Extend the annotated bibliography on Charles Olson past its final entry, in the same style.

Given passage:
——
The major book-length studies of Olson—Christensen 1975, Hallberg 1978, and Paul 1978—appeared within the decade following his death in 1970. Each of these is more appropriate for specialists than for beginners. For the general reader, Merrill 1982 and Bollobás 1992, as well as the documentary film Ferrini and Riaf 2007, offer good, clear introductions.

  • Bollobás, Enikö. Charles Olson. New York: Twayne, 1992.

    Good introduction for undergraduates and general readers which follows the template of Twayne’s United States Authors series: a brief biography, followed by chapters on Olson’s prose, the shorter poems, and The Maximus Poems.

  • Christensen, Paul. Charles Olson: Call Him Ishmael. Austin: University of Texas Press, 1975.

    First book-length study of Olson and his work, arguing that Olson’s poems and essays reflect a new consciousness or mode of apprehending reality. Discusses both the shorter poems and Maximus, as well as Olson’s impact on the Black Mountain poets.

  • Ferrini, Henry, and Ken Riaf, dirs. Polis Is This: Charles Olson and the Persistence of Place. DVD. Gloucester, MA: Ferrini Productions, 2007.

    Well-done documentary film which provides an accessible introduction to Olson’s life and work. Includes the actor John Malkovich reading Olson’s poetry. Running time: 56:48.

  • Hallberg, Robert von. Charles Olson: The Scholar’s Art. Cambridge, MA: Harvard University Press, 1978.

    Engages Olson seriously as both poet and thinker, though he is at points skeptical or unpersuaded by some of Olson’s claims. Argues that Olson’s is a didactic, expository poetics. Offers few close readings of particular poems, focusing instead on Olson’s poetics and theorizing.
——
Information shown:

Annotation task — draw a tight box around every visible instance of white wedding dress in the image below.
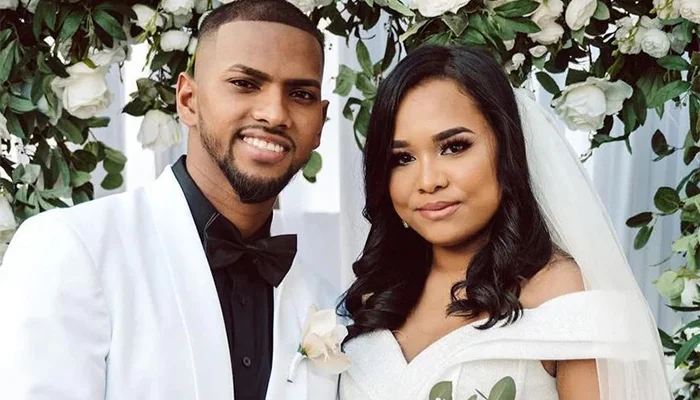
——
Output:
  • Merrill, Thomas F. The Poetry of Charles Olson: A Primer. Newark: University of Delaware Press, 1982.

    Introductory chapter offers an overview of Olson as “academic maverick” (p. 13); most of the book is devoted to close readings of particular poems. Concedes that “traditional methods of explication” may “violate” Olson’s poetics, but by acknowledging Olson’s difficulty, offers a helpful introduction to general readers (p. 12).

  • Paul, Sherman. Olson’s Push: Origin, Black Mountain, and Recent American Poetry. Baton Rouge: Louisiana State University Press, 1978.

    Provides a good complement to von Hallberg. Pays more attention to individual poems than von Hallberg does, and is more generous and enthusiastic about Olson’s work, particularly that of the 1960s. Argues that “Olson’s essential stance is resistant” (p. 1) and iconoclastic, pushing against traditional assumptions across a range of disciplines.